# EXERCISE:
Could you copy the passage about the Pulse shooting from the words "It feels different" through "like a dragonfly.", swapping "dragonfly" for "hummingbird"?

# EXCERPTED PASSAGE:

_ _ _ _ _ _ _

It feels different now. The hospital entrances are guarded by the Orlando Police Department. Phone calls into ORMC are recorded. Media trucks with their satellite dishes line the entrance. From my father’s 10th floor window we can see Pulse, site of Sunday’s early-morning mass shooting, three short blocks down Orange Avenue. There are barricades at Kaley Street. Beyond that, flashing lights, police, sheriff, FBI ... and the Pulse nightclub. And beyond that, more media trucks and tents. A local news helicopter hovers like a dragonfly.
My eyes follow Orange Avenue three miles further south to our neighborhood where we lived for 23 years. I think about people who might have been at Pulse. We, like everyone else, wait for the victims’ names to be announced. I make phone calls and check Facebook to learn that friends are safe. As time passes, we are horrified to learn that 20 have died in the mass shooting. The number rises to 49.
I sit with my dad for eight days. During that week, the ORMC medical team performs more than 50 surgeries on victims of the shooting. One afternoon I overhear the staff being instructed outside Dad’s room: “At dusk, close the blinds in the patients’ rooms to keep the media from peering in from helicopters.” Judging by the comings and goings of OPD officers and Puerto Rican families gathered in the hallway, I believe the patient next door and two others nearby are Pulse survivors. Out of respect, I don’t ask. But when I pray for Dad, I pray for them, too. And once again, I thank God for this hospital and all those who work here.

_ _ _ _ _ _ _

# PROVIDED DATA:
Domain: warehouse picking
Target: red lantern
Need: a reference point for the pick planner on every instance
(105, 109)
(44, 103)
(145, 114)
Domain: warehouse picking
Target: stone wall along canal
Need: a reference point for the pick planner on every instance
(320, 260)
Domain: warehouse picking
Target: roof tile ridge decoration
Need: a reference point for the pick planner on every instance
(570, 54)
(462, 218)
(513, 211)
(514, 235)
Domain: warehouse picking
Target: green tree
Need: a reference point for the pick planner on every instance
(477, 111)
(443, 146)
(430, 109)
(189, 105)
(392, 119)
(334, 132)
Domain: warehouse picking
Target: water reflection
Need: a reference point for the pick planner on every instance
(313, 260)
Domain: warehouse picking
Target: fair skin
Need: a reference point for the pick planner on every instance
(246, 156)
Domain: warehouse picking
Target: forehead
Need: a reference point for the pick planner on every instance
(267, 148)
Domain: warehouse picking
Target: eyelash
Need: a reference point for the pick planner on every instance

_ _ _ _ _ _ _

# OUTPUT FOR THIS TASK:
It feels different now. The hospital entrances are guarded by the Orlando Police Department. Phone calls into ORMC are recorded. Media trucks with their satellite dishes line the entrance. From my father’s 10th floor window we can see Pulse, site of Sunday’s early-morning mass shooting, three short blocks down Orange Avenue. There are barricades at Kaley Street. Beyond that, flashing lights, police, sheriff, FBI ... and the Pulse nightclub. And beyond that, more media trucks and tents. A local news helicopter hovers like a hummingbird.